We know a good night’s sleep is important for our overall health. Without sleep, our emotional and physical well-being decline. There’s evidence that cannabis can help with sleep.
If things are going well, we spend 1/3 of our day at rest, but when we’re overly busy or unable to unwind, that amount can be much less. There are a variety of factors that interfere with good sleep: an overactive mind, too much light, our electronic devices, caffeine, alcohol, noise, overstimulation and physical issues like pain. If you’re reading this blog, you probably have struggled with good sleep.
In Michigan, cannabis can’t be prescribed for sleep specifically, so while you might use cannabis for your pain or another issue, it could help with sleep, too.
We have to preface this blog with this: there hasn’t been enough research on cannabis on sleep. Because cannabis is federally illegal—the institutions that conduct sleep research can’t do that work because of federal funding. Please discuss your cannabis use with your physician, too. This blog is for information only.

· · · · ·

- Activities
1. According to the text on cannabis and sleep, what share of our day do we spend at rest when things are going well?
2. Continue the text on cannabis and sleep from where it stops.

- Information given
· · · · ·

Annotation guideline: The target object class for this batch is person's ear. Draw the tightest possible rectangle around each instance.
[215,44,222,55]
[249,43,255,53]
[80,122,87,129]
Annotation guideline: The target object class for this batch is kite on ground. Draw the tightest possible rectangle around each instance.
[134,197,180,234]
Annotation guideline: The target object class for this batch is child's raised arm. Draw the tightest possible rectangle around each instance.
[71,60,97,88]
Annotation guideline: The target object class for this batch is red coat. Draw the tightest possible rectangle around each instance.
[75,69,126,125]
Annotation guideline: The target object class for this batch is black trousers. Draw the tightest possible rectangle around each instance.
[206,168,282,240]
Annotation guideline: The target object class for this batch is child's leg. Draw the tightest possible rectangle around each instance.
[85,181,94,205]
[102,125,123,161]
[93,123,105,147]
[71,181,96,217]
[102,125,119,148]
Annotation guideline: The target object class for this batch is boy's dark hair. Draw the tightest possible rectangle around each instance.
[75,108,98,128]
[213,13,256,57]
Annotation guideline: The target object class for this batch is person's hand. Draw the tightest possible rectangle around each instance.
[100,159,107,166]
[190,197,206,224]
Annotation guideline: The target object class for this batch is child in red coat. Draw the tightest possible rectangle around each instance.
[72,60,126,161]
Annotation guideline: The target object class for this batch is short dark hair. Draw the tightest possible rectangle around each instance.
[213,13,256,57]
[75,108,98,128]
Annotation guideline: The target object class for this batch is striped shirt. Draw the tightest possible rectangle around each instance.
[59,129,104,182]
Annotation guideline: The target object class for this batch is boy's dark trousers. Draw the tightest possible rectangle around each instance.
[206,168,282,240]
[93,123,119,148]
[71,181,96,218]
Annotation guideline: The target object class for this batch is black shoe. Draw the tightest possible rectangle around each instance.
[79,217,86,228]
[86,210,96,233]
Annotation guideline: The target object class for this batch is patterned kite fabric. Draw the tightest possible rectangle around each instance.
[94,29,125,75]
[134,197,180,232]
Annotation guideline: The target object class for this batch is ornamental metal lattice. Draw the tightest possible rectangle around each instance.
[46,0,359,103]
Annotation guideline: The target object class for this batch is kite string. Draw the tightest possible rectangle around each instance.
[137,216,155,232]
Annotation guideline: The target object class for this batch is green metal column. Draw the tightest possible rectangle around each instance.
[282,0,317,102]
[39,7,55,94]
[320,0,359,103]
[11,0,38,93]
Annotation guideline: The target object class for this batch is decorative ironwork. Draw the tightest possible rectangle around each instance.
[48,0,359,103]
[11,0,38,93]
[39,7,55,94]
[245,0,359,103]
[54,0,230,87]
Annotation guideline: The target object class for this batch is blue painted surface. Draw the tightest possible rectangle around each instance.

· · · · ·

- Results
1. One third (1/3) of the day.

2.
If you want to try cannabis to help with sleep issues you need to first focus on your sleep hygiene. Some traits of good sleep hygiene are mentioned above and theoretically, they should help you sleep. If you’re like 30 percent of all Americans and you’re still sleepless, that’s when you probably have turned to sleep medications or herbal supplements. About 4 percent of all American take a prescription sleep aid and those pills have side effects and issues with overuse, as well as rebound insomnia when discontinued. Plant-based medicines tend to be gentler and don’t have the same harsh side effects of synthetic drugs.
Cannabis For Sleep 101.
There are three properties of cannabis that are involved in improving sleep: THC, CBD and terpenes. THC is the psychoactive ingredient in cannabis; CBD is non-psychoactive has a calming effect and can be used to counter THC in cannabis and terpenes are the part of cannabis that gives it a distinctive smell like pine, lemon or cheese. Aromatherapy is often used to help with sleep, essential oils like lavender are known to help relax people. The terpenes in cannabis can help do the same thing, but you ingest it, rather than smell it. You can learn more about terpenes profiles and strains here. Together THC, CBD and the right terpenes have a relaxing effect that can help induce better sleep.
Finding the Right Dosage is Crucial to Success.
We’re big fans of microdosing cannabis. It’s the best way to find out what works for you and to avoid some of the after-effects of consuming too much cannabis for sleep. Those effects can include dry mouth, red eyes and feeling groggy in the morning. Start small, one or two puffs if you’re smoking and if you’re using a tincture or an edible—try 5 mg to start and see how it works for you.
What’s the Right Strain?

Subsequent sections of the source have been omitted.